Copy the Barry Tourist Railway passage between "An unusual aspect" and "shown in red.", inclusive, substituting "roadbed" for "trackbed" wherever it occurs.

▶ Text provided:
--- --- ---

The Barry Tourist Railway (formerly the Barry Island Railway) is a railway developed to attract visitors to Barry in the Vale of Glamorgan, South Wales. It is a key element of the Barry Rail Centre which also includes engineering and training facilities.

An unusual aspect of the railway is that for several hundred yards across the Causeway from Barry to Barry Island, the trackbed used is directly alongside the Network Rail track which uses the original up line, with the Barry Tourist Railway using the down line. This continues from Barry to cross the Causeway and  Barry Island viaduct after which the two lines diverge into separate platforms at Barry Island. The Railway does not consider itself a line but more of a network as it has two different routes. This is reflected in the map below, with Network Rail shown in red.

In November 2008, the landowner the Vale of Glamorgan Council, undertook a commercial tender exercise, which terminated the lease of previous operator the Vale of Glamorgan Railway in favour of a private operator, Cambrian Transport, under a 20-year-long lease.  Operations commenced in December 2009 and a full year's programme of services operated during 2010. Details are shown on the Council website. Services have been operated by IRIS II DMU (Class 101 twin-set), Class 26 No. 26 038, Class 73s 73 118 & 73 133 with a former Gatwick Express coaching stock set in push-pull mode, Class 20 20 228, Class 08 08 503, 0-6-0 Pannier Tank locomotive No. 9466, Great Western Steam Rail Motor No.93, Metropolitan Tank No.1, Hunslet 0-6-0T Jessie and an 8F tender loco.

History

In 1979, the Butetown Historic Railway Society was formed in Cardiff, running a service along a short section of line from Cardiff Bute Road railway station northwards towards Queen St Station. Evicted by the Cardiff Bay Development Corporation, the company was offered a lease by the Vale of Glamorgan Council on Barry Island railway station, with financial aid from the Welsh Development Agency.

--- --- ---

▶ Items:
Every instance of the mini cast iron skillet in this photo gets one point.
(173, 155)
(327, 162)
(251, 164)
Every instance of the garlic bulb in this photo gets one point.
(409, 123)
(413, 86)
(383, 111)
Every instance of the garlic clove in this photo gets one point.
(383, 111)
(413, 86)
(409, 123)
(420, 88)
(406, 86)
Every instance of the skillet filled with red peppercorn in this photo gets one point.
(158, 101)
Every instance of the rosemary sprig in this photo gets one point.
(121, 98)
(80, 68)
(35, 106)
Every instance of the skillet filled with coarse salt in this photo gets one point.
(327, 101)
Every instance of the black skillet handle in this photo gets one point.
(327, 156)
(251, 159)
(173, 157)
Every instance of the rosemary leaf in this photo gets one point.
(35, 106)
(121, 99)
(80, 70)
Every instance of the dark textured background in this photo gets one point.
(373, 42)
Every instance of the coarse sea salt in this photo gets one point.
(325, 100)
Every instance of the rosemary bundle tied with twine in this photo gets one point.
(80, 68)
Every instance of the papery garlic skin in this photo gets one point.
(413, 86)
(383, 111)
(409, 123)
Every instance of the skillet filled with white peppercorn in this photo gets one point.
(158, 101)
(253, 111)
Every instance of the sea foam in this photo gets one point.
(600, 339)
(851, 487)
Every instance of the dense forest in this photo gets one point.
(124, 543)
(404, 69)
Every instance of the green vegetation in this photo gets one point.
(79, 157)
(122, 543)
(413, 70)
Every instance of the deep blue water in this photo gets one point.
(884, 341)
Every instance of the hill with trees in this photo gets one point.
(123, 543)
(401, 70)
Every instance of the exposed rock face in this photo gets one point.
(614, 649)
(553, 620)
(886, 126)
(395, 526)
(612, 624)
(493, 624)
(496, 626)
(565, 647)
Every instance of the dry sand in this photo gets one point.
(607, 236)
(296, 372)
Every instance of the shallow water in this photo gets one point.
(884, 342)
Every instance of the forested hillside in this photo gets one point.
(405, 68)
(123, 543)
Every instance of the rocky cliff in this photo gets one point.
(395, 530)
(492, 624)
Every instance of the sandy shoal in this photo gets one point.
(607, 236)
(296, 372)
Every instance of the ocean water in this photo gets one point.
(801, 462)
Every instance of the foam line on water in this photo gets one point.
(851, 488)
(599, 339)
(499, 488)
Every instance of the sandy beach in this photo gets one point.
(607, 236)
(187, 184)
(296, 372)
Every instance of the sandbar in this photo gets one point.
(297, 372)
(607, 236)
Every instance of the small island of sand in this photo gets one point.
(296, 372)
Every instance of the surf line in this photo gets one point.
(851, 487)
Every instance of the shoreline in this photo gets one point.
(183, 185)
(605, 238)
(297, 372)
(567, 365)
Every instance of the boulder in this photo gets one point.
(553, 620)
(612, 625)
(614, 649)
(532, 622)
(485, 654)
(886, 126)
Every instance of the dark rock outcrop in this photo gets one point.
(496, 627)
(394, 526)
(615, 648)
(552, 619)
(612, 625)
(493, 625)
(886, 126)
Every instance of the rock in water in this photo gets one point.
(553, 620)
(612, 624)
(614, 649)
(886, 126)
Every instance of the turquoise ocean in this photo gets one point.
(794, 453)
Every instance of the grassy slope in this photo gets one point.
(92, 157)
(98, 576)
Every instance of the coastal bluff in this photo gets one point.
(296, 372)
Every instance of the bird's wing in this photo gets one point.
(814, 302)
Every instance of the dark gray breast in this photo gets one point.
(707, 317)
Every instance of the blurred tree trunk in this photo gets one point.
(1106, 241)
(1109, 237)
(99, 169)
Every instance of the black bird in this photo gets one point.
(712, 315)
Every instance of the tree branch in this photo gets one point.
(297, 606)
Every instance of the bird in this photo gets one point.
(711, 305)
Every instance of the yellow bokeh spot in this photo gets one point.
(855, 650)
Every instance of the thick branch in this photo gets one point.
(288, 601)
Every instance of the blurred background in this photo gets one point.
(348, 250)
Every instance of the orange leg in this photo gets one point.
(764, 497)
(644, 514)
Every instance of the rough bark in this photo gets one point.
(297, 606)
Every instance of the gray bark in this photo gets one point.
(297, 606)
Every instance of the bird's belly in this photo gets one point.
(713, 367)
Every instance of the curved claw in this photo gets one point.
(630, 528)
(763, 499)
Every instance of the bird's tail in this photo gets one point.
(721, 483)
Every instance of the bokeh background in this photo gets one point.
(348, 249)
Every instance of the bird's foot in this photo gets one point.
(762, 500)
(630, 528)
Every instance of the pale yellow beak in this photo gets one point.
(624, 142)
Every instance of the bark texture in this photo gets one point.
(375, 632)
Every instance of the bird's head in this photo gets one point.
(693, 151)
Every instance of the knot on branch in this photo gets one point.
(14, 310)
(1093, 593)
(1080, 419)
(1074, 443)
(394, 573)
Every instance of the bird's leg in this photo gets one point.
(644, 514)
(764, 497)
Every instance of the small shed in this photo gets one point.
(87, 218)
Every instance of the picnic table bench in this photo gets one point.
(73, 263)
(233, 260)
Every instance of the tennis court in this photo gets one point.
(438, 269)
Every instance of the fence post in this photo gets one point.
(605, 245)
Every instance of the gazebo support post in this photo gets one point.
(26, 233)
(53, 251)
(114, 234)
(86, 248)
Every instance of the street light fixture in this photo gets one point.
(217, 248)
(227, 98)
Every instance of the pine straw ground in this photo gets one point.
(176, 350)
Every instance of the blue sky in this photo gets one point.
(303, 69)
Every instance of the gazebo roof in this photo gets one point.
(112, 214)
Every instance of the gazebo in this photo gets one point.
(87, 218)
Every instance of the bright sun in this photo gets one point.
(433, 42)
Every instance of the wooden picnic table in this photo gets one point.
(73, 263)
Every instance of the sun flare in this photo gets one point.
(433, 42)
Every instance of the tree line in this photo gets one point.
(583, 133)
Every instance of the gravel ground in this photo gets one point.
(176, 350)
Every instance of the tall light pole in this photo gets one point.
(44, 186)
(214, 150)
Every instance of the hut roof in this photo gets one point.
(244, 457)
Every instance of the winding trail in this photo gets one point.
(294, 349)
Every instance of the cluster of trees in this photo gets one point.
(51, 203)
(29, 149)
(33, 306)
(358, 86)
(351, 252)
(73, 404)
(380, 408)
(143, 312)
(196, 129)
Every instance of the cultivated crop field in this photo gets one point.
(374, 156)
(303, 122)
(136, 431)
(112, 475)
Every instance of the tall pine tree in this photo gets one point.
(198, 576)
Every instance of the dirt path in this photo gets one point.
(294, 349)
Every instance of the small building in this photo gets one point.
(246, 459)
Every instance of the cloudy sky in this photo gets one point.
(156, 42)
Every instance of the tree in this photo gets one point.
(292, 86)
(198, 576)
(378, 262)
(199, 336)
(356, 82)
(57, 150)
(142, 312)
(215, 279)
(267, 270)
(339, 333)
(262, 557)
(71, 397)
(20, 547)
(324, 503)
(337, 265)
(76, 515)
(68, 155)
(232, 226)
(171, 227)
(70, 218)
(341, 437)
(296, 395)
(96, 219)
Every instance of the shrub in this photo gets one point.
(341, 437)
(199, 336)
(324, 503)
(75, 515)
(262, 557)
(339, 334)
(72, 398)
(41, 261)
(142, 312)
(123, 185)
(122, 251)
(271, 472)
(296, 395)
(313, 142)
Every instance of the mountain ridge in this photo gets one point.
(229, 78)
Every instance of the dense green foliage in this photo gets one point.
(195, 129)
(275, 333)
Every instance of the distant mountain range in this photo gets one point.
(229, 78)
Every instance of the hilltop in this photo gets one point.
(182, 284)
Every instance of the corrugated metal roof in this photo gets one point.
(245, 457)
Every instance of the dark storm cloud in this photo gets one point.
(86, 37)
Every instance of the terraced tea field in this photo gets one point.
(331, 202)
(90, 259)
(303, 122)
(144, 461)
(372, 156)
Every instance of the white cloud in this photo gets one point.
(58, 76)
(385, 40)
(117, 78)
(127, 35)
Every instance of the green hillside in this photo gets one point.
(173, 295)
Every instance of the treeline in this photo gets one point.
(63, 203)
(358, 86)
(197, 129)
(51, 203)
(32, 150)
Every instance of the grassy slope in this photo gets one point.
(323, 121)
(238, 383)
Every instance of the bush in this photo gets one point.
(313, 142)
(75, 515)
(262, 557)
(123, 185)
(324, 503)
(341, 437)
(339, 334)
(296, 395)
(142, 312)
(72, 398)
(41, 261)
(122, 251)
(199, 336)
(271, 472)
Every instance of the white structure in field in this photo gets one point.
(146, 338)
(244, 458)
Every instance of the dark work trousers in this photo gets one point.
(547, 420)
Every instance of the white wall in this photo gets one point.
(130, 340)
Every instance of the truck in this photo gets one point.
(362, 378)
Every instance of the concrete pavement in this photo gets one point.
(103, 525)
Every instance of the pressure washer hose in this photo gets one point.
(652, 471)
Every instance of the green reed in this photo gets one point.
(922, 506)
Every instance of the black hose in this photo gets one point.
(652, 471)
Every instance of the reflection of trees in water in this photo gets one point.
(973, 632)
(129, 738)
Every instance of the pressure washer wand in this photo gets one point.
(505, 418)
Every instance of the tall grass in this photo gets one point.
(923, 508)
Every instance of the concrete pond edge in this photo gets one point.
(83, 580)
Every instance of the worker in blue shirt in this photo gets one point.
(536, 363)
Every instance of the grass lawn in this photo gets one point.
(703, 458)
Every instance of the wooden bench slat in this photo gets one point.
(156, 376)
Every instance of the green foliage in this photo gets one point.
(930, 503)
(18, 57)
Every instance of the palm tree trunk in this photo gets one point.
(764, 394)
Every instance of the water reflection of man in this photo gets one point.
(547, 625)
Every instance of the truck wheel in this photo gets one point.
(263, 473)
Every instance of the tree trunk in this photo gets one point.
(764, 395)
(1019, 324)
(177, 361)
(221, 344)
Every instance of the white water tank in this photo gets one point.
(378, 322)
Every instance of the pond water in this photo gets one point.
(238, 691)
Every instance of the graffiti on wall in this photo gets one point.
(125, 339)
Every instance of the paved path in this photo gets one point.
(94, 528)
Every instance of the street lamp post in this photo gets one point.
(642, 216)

--- --- ---

▶ Exercise solution:
An unusual aspect of the railway is that for several hundred yards across the Causeway from Barry to Barry Island, the roadbed used is directly alongside the Network Rail track which uses the original up line, with the Barry Tourist Railway using the down line. This continues from Barry to cross the Causeway and  Barry Island viaduct after which the two lines diverge into separate platforms at Barry Island. The Railway does not consider itself a line but more of a network as it has two different routes. This is reflected in the map below, with Network Rail shown in red.